**Page text**
Thursday, January 18, 2018

Automation is great....but...

Talked to a co-worker of mine who use to be a senior network engineer but switched to the automation team. He tried to tell me that I should waste less time on pursuing networking certifications and more time into coding for automation. He believes the role will be redefined to the point where we wont't be logging in via command line anymore. That being said until i can see someone run code that can diagnose an issue and fix it without human intervention besides just clicking a button I would highly disagree with his statement. The reason is simple you still need the knowledge of the technologies in today's age in order to automate it. Some people are under the assumption where a automation engineer can come in and code ridiculous scripts that can diagnose and fix BGP issues itself. My rebuttal to that was that how can someone who has no routing experience tell a script where to look for the root cause of a BGP issue and fix it with the click of a button? While I do think automation will make greater changes in our industry, the people who will be doing that work is us (Network Engineers). If anything, automation will redefine the role and be an added skill set needed, but will not take our jobs away from us. You can even make the argument that more jobs will be created because of it. Whose going to fix that script when it breaks? I've been an engineer since I was 19 and I am now 21 and although automation has made my job duties easier, I still get calls to investigate MPLS, routing issues, implementations, etc. What are you guys' thoughts for our role going forward for the next 10 years? Do you think high end certifications like CCIEs, JNCIEs, etc will be a thing in the past/useless?

[Image-backed grounding data]

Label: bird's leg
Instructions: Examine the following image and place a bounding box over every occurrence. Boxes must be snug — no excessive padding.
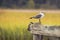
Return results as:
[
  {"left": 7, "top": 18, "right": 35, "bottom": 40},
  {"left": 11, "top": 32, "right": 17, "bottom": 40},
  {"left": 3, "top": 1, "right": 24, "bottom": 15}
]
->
[{"left": 39, "top": 19, "right": 41, "bottom": 24}]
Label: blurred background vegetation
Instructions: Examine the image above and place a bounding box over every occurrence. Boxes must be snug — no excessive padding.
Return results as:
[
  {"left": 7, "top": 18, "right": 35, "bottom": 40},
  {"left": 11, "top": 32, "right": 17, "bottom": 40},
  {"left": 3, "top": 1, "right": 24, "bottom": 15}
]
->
[
  {"left": 0, "top": 0, "right": 60, "bottom": 40},
  {"left": 0, "top": 0, "right": 60, "bottom": 9}
]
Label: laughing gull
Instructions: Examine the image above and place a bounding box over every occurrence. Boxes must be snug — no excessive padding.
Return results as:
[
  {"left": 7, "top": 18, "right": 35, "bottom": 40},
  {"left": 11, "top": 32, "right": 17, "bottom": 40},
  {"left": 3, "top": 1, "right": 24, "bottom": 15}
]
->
[{"left": 30, "top": 12, "right": 44, "bottom": 23}]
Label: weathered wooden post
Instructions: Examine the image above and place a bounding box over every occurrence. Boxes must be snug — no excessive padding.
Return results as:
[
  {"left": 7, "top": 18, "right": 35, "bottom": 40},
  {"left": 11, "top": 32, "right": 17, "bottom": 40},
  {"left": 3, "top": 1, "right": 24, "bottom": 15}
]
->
[{"left": 29, "top": 23, "right": 60, "bottom": 40}]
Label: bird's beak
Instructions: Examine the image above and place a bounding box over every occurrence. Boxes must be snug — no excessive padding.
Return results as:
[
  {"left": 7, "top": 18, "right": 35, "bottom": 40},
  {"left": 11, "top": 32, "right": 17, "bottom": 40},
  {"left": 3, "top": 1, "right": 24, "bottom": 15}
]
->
[{"left": 29, "top": 17, "right": 32, "bottom": 19}]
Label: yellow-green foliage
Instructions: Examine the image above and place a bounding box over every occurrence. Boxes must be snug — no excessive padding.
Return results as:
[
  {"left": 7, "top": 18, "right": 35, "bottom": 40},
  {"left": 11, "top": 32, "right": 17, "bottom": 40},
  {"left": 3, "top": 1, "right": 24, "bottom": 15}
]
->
[{"left": 0, "top": 10, "right": 60, "bottom": 40}]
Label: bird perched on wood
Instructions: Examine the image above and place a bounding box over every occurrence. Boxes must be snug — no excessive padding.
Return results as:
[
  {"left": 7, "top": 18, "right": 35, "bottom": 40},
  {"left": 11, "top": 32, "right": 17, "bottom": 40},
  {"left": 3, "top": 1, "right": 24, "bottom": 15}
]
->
[{"left": 30, "top": 12, "right": 45, "bottom": 23}]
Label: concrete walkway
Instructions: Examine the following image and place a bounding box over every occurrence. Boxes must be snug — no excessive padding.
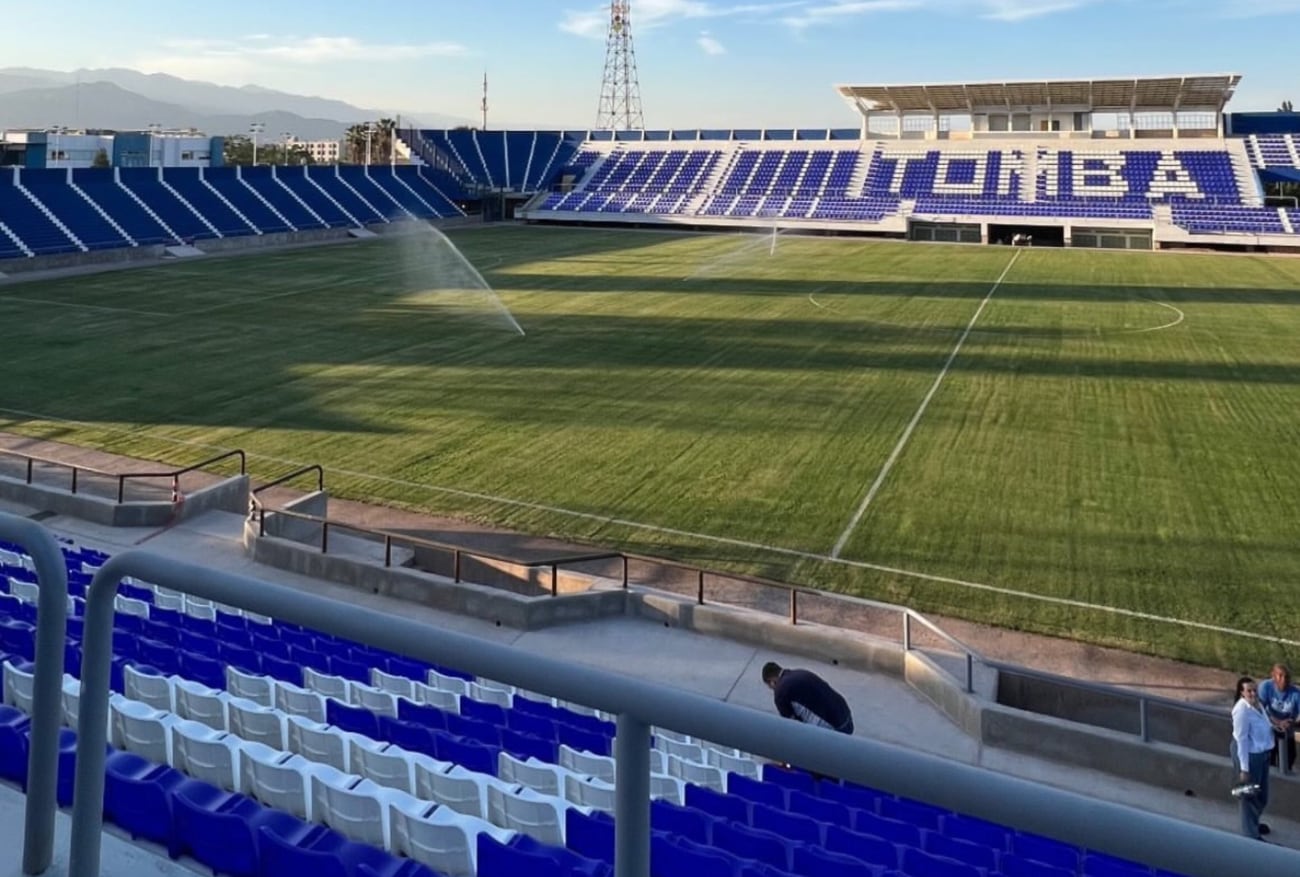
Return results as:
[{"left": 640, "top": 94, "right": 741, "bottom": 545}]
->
[{"left": 0, "top": 503, "right": 1300, "bottom": 877}]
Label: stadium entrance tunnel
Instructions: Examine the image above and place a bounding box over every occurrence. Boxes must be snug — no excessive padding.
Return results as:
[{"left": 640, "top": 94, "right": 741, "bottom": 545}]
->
[
  {"left": 988, "top": 223, "right": 1065, "bottom": 247},
  {"left": 907, "top": 220, "right": 983, "bottom": 243}
]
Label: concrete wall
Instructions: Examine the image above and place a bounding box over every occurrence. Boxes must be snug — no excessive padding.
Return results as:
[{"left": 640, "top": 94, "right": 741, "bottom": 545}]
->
[
  {"left": 244, "top": 521, "right": 627, "bottom": 630},
  {"left": 246, "top": 514, "right": 1300, "bottom": 819},
  {"left": 997, "top": 667, "right": 1229, "bottom": 755},
  {"left": 0, "top": 476, "right": 248, "bottom": 527},
  {"left": 0, "top": 246, "right": 163, "bottom": 274},
  {"left": 980, "top": 704, "right": 1300, "bottom": 819}
]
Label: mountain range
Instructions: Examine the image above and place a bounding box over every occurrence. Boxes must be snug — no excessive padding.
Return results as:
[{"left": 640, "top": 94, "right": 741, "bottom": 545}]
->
[{"left": 0, "top": 68, "right": 469, "bottom": 140}]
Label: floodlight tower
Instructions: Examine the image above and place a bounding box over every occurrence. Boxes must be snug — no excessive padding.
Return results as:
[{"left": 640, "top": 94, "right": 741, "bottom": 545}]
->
[{"left": 595, "top": 0, "right": 646, "bottom": 130}]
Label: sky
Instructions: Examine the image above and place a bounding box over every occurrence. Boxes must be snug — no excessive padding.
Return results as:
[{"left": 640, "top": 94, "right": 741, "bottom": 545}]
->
[{"left": 0, "top": 0, "right": 1300, "bottom": 129}]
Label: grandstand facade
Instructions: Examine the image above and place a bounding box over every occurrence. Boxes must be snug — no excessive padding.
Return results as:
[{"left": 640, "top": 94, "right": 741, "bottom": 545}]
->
[
  {"left": 0, "top": 74, "right": 1300, "bottom": 262},
  {"left": 408, "top": 74, "right": 1300, "bottom": 249}
]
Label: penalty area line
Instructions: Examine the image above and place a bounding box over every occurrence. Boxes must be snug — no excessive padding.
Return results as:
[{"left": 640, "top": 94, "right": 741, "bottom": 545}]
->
[{"left": 827, "top": 249, "right": 1024, "bottom": 560}]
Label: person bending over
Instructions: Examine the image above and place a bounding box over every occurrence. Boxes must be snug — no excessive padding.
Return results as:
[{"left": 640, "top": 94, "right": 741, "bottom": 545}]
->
[{"left": 763, "top": 661, "right": 853, "bottom": 734}]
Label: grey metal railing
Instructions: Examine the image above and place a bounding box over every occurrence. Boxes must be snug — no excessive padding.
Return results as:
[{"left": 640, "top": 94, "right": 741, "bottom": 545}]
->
[
  {"left": 0, "top": 515, "right": 68, "bottom": 874},
  {"left": 63, "top": 550, "right": 1300, "bottom": 877}
]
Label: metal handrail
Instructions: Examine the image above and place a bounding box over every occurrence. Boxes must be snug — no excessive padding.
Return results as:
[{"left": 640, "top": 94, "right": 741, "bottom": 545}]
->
[
  {"left": 252, "top": 463, "right": 325, "bottom": 502},
  {"left": 0, "top": 448, "right": 248, "bottom": 504},
  {"left": 254, "top": 501, "right": 627, "bottom": 596},
  {"left": 983, "top": 660, "right": 1231, "bottom": 743},
  {"left": 117, "top": 448, "right": 248, "bottom": 503},
  {"left": 58, "top": 550, "right": 1300, "bottom": 877}
]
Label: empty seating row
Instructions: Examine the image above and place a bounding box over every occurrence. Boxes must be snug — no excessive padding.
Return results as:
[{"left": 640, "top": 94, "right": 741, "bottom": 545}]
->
[{"left": 0, "top": 165, "right": 463, "bottom": 259}]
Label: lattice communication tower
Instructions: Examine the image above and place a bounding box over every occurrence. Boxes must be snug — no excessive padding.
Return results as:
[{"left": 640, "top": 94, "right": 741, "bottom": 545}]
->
[{"left": 595, "top": 0, "right": 646, "bottom": 130}]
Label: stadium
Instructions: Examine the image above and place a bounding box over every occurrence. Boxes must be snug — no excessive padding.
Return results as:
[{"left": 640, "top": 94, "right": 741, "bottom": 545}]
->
[{"left": 0, "top": 3, "right": 1300, "bottom": 877}]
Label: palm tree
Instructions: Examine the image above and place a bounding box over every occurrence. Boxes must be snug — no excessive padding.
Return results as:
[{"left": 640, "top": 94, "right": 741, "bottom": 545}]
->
[
  {"left": 343, "top": 125, "right": 369, "bottom": 165},
  {"left": 374, "top": 118, "right": 398, "bottom": 159}
]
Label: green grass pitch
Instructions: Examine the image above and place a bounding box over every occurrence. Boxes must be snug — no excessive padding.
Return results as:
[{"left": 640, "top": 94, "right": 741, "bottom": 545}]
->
[{"left": 0, "top": 227, "right": 1300, "bottom": 669}]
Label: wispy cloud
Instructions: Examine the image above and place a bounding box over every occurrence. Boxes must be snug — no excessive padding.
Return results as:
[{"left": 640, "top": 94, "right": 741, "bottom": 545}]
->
[
  {"left": 560, "top": 0, "right": 810, "bottom": 38},
  {"left": 783, "top": 0, "right": 1097, "bottom": 30},
  {"left": 696, "top": 30, "right": 727, "bottom": 55},
  {"left": 134, "top": 34, "right": 468, "bottom": 79},
  {"left": 1213, "top": 0, "right": 1300, "bottom": 18}
]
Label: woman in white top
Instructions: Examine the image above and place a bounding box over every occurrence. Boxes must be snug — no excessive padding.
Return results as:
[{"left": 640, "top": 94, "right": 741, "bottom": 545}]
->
[{"left": 1232, "top": 676, "right": 1273, "bottom": 838}]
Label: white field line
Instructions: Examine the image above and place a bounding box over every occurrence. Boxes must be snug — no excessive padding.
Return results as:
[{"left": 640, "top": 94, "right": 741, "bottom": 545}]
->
[
  {"left": 829, "top": 249, "right": 1024, "bottom": 560},
  {"left": 0, "top": 408, "right": 1300, "bottom": 646},
  {"left": 0, "top": 295, "right": 177, "bottom": 317},
  {"left": 1127, "top": 296, "right": 1187, "bottom": 335}
]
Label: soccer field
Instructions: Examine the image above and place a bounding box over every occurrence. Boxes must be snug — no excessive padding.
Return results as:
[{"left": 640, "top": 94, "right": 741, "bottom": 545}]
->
[{"left": 0, "top": 227, "right": 1300, "bottom": 669}]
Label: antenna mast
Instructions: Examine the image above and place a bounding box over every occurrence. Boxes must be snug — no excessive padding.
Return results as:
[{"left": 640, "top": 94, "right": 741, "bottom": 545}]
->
[{"left": 595, "top": 0, "right": 646, "bottom": 130}]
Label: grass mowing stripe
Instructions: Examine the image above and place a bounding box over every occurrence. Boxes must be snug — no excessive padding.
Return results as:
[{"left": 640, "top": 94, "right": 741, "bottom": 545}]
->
[
  {"left": 0, "top": 226, "right": 1300, "bottom": 667},
  {"left": 829, "top": 249, "right": 1024, "bottom": 560}
]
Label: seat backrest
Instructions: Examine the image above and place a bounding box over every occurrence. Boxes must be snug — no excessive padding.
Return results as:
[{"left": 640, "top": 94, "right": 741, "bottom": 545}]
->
[
  {"left": 564, "top": 773, "right": 614, "bottom": 813},
  {"left": 412, "top": 682, "right": 460, "bottom": 712},
  {"left": 239, "top": 747, "right": 311, "bottom": 819},
  {"left": 4, "top": 661, "right": 35, "bottom": 716},
  {"left": 429, "top": 670, "right": 469, "bottom": 695},
  {"left": 226, "top": 698, "right": 289, "bottom": 750},
  {"left": 276, "top": 682, "right": 325, "bottom": 722},
  {"left": 286, "top": 716, "right": 347, "bottom": 770},
  {"left": 497, "top": 751, "right": 569, "bottom": 795},
  {"left": 352, "top": 682, "right": 398, "bottom": 716},
  {"left": 172, "top": 680, "right": 230, "bottom": 730},
  {"left": 488, "top": 785, "right": 569, "bottom": 847},
  {"left": 347, "top": 737, "right": 415, "bottom": 795},
  {"left": 371, "top": 667, "right": 416, "bottom": 700},
  {"left": 303, "top": 667, "right": 352, "bottom": 703},
  {"left": 226, "top": 667, "right": 276, "bottom": 707},
  {"left": 559, "top": 743, "right": 616, "bottom": 782},
  {"left": 172, "top": 721, "right": 239, "bottom": 791}
]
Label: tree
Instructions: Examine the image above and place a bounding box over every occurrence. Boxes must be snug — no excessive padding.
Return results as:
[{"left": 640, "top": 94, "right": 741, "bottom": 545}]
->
[
  {"left": 343, "top": 125, "right": 374, "bottom": 165},
  {"left": 374, "top": 118, "right": 398, "bottom": 164}
]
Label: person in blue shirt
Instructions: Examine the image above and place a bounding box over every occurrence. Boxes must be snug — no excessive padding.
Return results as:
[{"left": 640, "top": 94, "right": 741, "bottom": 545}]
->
[{"left": 1260, "top": 664, "right": 1300, "bottom": 773}]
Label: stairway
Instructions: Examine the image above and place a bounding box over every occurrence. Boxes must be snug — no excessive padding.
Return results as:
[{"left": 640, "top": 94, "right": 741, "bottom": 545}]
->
[
  {"left": 113, "top": 168, "right": 181, "bottom": 242},
  {"left": 68, "top": 177, "right": 139, "bottom": 247},
  {"left": 13, "top": 177, "right": 90, "bottom": 253},
  {"left": 199, "top": 168, "right": 263, "bottom": 234},
  {"left": 235, "top": 165, "right": 298, "bottom": 234}
]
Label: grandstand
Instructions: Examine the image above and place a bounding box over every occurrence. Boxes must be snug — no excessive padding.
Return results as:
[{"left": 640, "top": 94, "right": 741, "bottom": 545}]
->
[{"left": 407, "top": 74, "right": 1300, "bottom": 248}]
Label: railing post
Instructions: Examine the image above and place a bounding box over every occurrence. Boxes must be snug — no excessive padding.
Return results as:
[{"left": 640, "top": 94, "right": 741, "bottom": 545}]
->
[
  {"left": 614, "top": 712, "right": 650, "bottom": 877},
  {"left": 0, "top": 513, "right": 68, "bottom": 874}
]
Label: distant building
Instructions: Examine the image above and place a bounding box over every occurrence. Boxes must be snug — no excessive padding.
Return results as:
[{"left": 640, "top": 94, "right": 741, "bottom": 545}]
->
[
  {"left": 0, "top": 127, "right": 225, "bottom": 170},
  {"left": 286, "top": 138, "right": 343, "bottom": 165}
]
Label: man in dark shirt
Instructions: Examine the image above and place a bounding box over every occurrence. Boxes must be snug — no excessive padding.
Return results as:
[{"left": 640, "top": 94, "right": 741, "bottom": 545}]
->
[{"left": 763, "top": 661, "right": 853, "bottom": 734}]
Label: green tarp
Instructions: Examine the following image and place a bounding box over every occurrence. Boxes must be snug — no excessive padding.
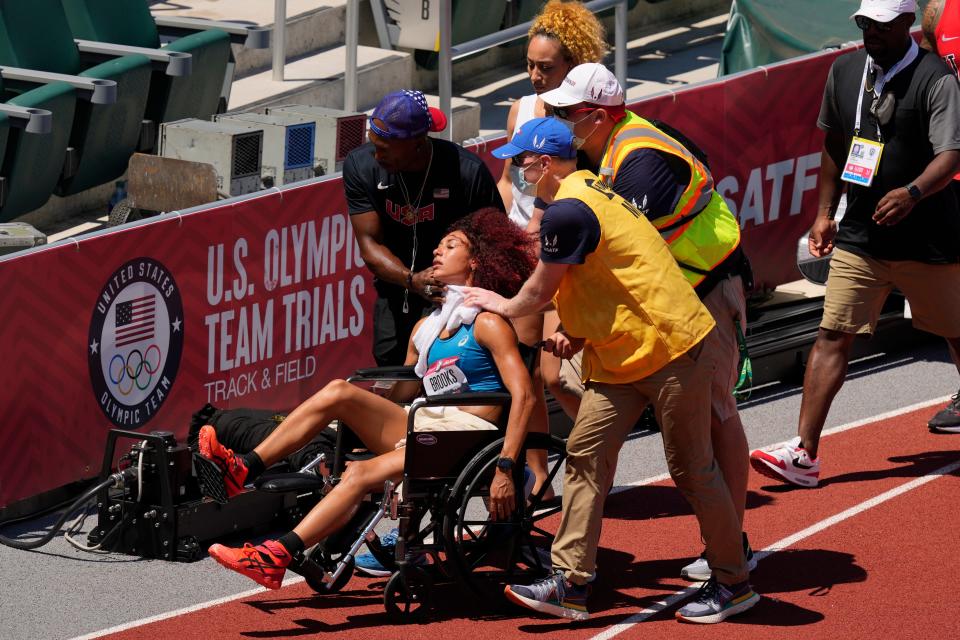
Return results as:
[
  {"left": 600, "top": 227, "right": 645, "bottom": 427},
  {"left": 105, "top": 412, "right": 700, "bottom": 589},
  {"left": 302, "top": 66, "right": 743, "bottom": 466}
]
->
[{"left": 719, "top": 0, "right": 926, "bottom": 76}]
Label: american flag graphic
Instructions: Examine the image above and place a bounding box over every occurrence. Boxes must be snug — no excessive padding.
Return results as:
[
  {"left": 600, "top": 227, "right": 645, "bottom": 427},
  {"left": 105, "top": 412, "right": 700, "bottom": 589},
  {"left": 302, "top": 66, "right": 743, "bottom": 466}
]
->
[{"left": 114, "top": 294, "right": 157, "bottom": 347}]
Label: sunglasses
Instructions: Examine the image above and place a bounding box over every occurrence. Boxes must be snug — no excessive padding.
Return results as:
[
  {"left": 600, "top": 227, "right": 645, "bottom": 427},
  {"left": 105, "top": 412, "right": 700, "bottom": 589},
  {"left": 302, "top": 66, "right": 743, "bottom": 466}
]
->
[
  {"left": 553, "top": 107, "right": 598, "bottom": 120},
  {"left": 854, "top": 16, "right": 893, "bottom": 33}
]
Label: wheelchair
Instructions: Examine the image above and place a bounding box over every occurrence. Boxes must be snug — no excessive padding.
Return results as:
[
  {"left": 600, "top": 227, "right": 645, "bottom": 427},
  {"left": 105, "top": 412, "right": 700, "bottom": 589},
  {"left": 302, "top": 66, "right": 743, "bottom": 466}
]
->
[{"left": 249, "top": 344, "right": 566, "bottom": 621}]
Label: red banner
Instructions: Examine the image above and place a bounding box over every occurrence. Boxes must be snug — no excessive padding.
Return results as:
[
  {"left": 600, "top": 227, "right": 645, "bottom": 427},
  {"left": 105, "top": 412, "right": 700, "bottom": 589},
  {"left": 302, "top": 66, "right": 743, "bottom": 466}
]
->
[
  {"left": 0, "top": 179, "right": 374, "bottom": 506},
  {"left": 466, "top": 49, "right": 849, "bottom": 289},
  {"left": 0, "top": 43, "right": 856, "bottom": 507}
]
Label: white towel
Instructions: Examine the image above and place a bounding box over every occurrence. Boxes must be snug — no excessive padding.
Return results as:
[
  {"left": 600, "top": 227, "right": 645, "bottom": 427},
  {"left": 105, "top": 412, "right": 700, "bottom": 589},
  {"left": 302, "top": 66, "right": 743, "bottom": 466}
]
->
[{"left": 413, "top": 284, "right": 480, "bottom": 378}]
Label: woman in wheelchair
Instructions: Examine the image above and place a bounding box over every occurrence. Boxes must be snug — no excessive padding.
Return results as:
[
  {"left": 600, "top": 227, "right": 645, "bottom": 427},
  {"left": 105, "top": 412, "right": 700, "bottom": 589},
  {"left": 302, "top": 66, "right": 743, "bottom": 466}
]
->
[{"left": 199, "top": 208, "right": 536, "bottom": 589}]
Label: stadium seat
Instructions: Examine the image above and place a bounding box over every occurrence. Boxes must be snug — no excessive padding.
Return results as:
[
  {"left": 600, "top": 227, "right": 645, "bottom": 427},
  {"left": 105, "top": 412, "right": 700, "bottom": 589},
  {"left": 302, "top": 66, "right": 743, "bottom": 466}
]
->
[
  {"left": 0, "top": 0, "right": 151, "bottom": 195},
  {"left": 60, "top": 0, "right": 230, "bottom": 134},
  {"left": 0, "top": 77, "right": 77, "bottom": 222},
  {"left": 414, "top": 0, "right": 507, "bottom": 69}
]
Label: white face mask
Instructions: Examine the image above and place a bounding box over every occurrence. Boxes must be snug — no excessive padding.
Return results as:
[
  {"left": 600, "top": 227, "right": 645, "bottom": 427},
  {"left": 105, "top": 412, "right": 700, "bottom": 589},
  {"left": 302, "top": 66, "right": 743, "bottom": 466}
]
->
[{"left": 517, "top": 162, "right": 544, "bottom": 196}]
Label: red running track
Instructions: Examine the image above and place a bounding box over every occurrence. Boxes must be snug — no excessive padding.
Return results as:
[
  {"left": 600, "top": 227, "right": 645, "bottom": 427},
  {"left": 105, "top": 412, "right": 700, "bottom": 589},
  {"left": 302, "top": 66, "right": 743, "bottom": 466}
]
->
[{"left": 97, "top": 409, "right": 960, "bottom": 640}]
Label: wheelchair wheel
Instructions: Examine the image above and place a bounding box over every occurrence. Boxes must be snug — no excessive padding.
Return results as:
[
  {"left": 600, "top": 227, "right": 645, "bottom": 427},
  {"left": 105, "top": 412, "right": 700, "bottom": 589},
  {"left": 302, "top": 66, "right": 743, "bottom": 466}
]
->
[
  {"left": 301, "top": 542, "right": 354, "bottom": 593},
  {"left": 443, "top": 433, "right": 566, "bottom": 599},
  {"left": 383, "top": 567, "right": 433, "bottom": 622}
]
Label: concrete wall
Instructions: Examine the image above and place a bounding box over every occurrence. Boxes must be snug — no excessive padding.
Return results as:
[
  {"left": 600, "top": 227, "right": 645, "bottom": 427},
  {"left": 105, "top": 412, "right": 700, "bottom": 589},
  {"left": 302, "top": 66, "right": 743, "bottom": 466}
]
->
[{"left": 411, "top": 0, "right": 731, "bottom": 95}]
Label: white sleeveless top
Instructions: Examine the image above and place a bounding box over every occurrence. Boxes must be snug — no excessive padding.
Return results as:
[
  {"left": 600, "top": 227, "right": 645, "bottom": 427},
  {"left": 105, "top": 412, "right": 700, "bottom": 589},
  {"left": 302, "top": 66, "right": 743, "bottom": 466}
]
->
[{"left": 510, "top": 93, "right": 537, "bottom": 229}]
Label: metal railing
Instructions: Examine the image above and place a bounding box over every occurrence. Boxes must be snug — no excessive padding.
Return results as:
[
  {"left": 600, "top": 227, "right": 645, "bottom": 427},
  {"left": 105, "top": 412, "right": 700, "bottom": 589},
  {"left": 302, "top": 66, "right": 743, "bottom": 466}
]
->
[
  {"left": 273, "top": 0, "right": 628, "bottom": 119},
  {"left": 273, "top": 0, "right": 287, "bottom": 82}
]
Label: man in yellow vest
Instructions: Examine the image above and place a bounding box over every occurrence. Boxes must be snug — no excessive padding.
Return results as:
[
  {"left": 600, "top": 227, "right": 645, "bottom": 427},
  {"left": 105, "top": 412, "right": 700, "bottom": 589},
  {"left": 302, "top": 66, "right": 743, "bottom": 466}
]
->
[
  {"left": 541, "top": 63, "right": 756, "bottom": 580},
  {"left": 464, "top": 118, "right": 759, "bottom": 623}
]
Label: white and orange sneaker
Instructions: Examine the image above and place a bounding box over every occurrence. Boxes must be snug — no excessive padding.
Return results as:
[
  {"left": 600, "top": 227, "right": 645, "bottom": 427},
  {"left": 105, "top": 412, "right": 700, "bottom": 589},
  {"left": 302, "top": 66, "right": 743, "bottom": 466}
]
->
[{"left": 750, "top": 436, "right": 820, "bottom": 488}]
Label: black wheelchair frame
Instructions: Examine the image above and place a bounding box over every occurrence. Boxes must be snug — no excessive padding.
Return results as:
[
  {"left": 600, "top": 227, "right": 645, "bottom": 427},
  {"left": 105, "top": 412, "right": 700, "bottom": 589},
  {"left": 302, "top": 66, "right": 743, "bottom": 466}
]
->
[{"left": 257, "top": 344, "right": 566, "bottom": 620}]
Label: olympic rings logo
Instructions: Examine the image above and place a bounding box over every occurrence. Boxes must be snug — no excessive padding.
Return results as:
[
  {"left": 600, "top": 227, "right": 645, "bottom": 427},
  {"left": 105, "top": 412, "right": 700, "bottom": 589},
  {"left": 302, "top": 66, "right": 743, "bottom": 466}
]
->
[{"left": 107, "top": 344, "right": 163, "bottom": 396}]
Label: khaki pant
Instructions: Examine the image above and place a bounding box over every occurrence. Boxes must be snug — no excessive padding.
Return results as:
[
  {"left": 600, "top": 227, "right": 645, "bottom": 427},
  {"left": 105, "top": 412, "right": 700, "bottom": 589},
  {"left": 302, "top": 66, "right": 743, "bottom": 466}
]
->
[
  {"left": 552, "top": 345, "right": 747, "bottom": 584},
  {"left": 820, "top": 249, "right": 960, "bottom": 338},
  {"left": 703, "top": 276, "right": 747, "bottom": 424}
]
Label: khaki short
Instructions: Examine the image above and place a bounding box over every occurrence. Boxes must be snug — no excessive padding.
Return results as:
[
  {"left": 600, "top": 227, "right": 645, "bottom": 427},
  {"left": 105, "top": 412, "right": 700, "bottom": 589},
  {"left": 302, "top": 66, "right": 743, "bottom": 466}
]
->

**What is being asked**
Please summarize the post about automation and network engineering above in two sentences.

**Solution to the problem**
A co-worker who moved from senior network engineering to the automation team told the writer to spend less time on networking certifications and more on coding, since he believes engineers will stop logging in via command line. The writer disagrees, arguing that automating a technology still requires knowing it, that network engineers will be the ones doing the automation work, and that automation will redefine the role and may even create jobs rather than take them away.